▶ _Prompt A_
Replace "issue" with "number" in the review of Weird Tales stories, starting at "Sunday, October 8, 2023" and ending at "bizarre and unusual.", and give that passage with the change made.

▶ _Source_
— begin —
Sunday, October 8, 2023

Weird Tales, Jan '38: Quick, Hamilton and Keller

In our last episode, we read a story from the 1937 December issue of Weird Tales by a woman we'd never read before, Mary Elizabeth Counselman, and it was pretty good.  So let's read another story by a female weirdie with whom we are unfamiliar, Dorothy Quick's "The Witch's Mark" from the 1938 January issue.  This January issue is something all you Virgil Finlay fans should definitely check out, as it features a hearty helping of handsome men, curvaceous ladies, and ferocious quadrupeds rendered in Finlay's classic style.  This issue also offers stories by Edmond Hamilton and David H. Keller which we'll read today as part of our tireless exploration of the magazine of the bizarre and unusual.

"The Witch's Mark" by Dorothy Quick

"The Witch's Mark" is the story of a love triangle.  We've got Shamus O'Brien, who has a nice Manhattan apartment and a healthy inheritance.  And we've got slender Trudy Rose of the piquant rounded face.  Shamus was planning to propose to Trudy at a house party up at the Rose family's Connecticut estate, but among the guests is Cecily Maltby, she of the red-gold hair, pale white skin and disturbingly red lips, and Cecily's melodious voice and beguiling perfume threaten to blast all thought of marrying Trudy right out of Shamus' mind!

Most of the text of "The Witch's Mark" follows Cecily's efforts to seduce Shamus, and he spends a lot of time in her arms, resisting her requests that he kiss her.  Cecily relates a story from ancient Ireland, the tale of a princess and a "farmer's lad" who fell in love; Cecily implies that Shamus is the reincarnation of that farm boy, and she is the princess, cursed by the Little People to search the Earth for Shamus for many centuries.  Suspecting Cecily is really a witch or vampire from Eastern Europe, Shamus wracks his big Irish noggin, struggling to access the ancestral memories that will tell him if Cecily's tale is the real deal or just a load of malarkey.  In the end, it is Trudy's love that saves Shamus from Cecily; we also learn everyone's true identity and the truth of the story of the princess, the farmer's lad, and the witch.

Acceptable.  It looks like "The Witch's Mark" has never been reprinted.
— end —
▶ _Extracted records_
— begin —
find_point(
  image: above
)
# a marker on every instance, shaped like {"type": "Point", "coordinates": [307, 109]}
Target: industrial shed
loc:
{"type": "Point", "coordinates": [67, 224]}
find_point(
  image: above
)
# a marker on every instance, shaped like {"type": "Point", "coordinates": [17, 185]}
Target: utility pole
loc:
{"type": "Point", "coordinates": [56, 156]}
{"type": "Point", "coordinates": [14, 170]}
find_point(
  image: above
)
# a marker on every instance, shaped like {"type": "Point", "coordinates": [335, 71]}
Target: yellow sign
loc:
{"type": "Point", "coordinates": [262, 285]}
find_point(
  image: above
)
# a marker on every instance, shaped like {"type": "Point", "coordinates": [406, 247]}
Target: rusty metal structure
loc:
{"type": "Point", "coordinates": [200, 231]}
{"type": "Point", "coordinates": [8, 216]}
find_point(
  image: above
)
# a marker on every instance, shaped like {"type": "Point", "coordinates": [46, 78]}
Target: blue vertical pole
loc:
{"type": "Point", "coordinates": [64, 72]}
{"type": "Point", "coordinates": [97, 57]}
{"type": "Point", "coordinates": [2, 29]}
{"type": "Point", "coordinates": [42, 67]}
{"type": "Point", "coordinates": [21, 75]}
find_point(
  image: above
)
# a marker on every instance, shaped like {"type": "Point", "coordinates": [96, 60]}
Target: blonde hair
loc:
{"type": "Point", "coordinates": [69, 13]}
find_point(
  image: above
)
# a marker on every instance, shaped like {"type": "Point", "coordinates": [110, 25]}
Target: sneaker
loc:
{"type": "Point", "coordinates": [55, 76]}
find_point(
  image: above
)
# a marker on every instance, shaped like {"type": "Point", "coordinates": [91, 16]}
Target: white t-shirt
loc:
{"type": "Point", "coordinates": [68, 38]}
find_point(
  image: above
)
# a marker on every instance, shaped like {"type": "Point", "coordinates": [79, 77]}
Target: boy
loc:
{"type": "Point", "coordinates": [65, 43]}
— end —
▶ _Prompt B_
Give the number of lines in the listing that contain the string "Target".

▶ _Task answer A_
Sunday, October 8, 2023

Weird Tales, Jan '38: Quick, Hamilton and Keller

In our last episode, we read a story from the 1937 December number of Weird Tales by a woman we'd never read before, Mary Elizabeth Counselman, and it was pretty good.  So let's read another story by a female weirdie with whom we are unfamiliar, Dorothy Quick's "The Witch's Mark" from the 1938 January number.  This January number is something all you Virgil Finlay fans should definitely check out, as it features a hearty helping of handsome men, curvaceous ladies, and ferocious quadrupeds rendered in Finlay's classic style.  This number also offers stories by Edmond Hamilton and David H. Keller which we'll read today as part of our tireless exploration of the magazine of the bizarre and unusual.

▶ _Task answer B_
9